* [Dataset]:
+-------+

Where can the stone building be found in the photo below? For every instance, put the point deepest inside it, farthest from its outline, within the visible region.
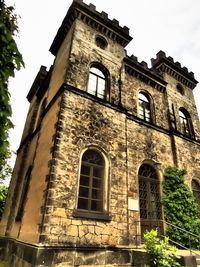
(100, 130)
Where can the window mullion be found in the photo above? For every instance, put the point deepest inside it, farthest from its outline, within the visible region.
(90, 188)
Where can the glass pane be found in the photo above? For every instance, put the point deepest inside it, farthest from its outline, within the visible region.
(97, 172)
(83, 191)
(84, 180)
(85, 170)
(143, 97)
(92, 84)
(101, 88)
(97, 72)
(96, 194)
(97, 183)
(96, 205)
(92, 156)
(82, 203)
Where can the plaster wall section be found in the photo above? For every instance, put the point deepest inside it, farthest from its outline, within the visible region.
(131, 87)
(31, 221)
(85, 51)
(86, 123)
(61, 65)
(185, 100)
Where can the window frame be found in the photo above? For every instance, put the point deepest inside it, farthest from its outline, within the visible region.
(102, 214)
(196, 192)
(98, 78)
(142, 106)
(185, 121)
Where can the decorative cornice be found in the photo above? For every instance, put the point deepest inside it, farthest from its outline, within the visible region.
(165, 64)
(96, 20)
(141, 71)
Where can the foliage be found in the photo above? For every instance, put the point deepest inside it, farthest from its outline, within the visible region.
(10, 60)
(6, 169)
(180, 208)
(3, 194)
(159, 252)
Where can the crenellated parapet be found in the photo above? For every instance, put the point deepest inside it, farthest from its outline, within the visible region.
(99, 21)
(141, 71)
(164, 64)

+-------+

* [Exercise description]:
Once the line containing "Where can the decorative" is found in the listing above, set down that line and every line after it, exactly.

* [Task result]:
Where can the decorative cornice be found in the photo above? For every instance, put the point deepest inside it, farthest from its outline, within the visible region.
(165, 64)
(96, 20)
(141, 71)
Where can the foliage be found in the photo above? For every instance, put the point deepest inside it, farthest from its outline, within the visible region.
(10, 60)
(6, 169)
(180, 208)
(3, 194)
(159, 252)
Where can the crenellated parapet be found in the photo above? For every instance, put the point deepest inside it, farthest from its outline, within the visible region.
(99, 21)
(141, 71)
(164, 64)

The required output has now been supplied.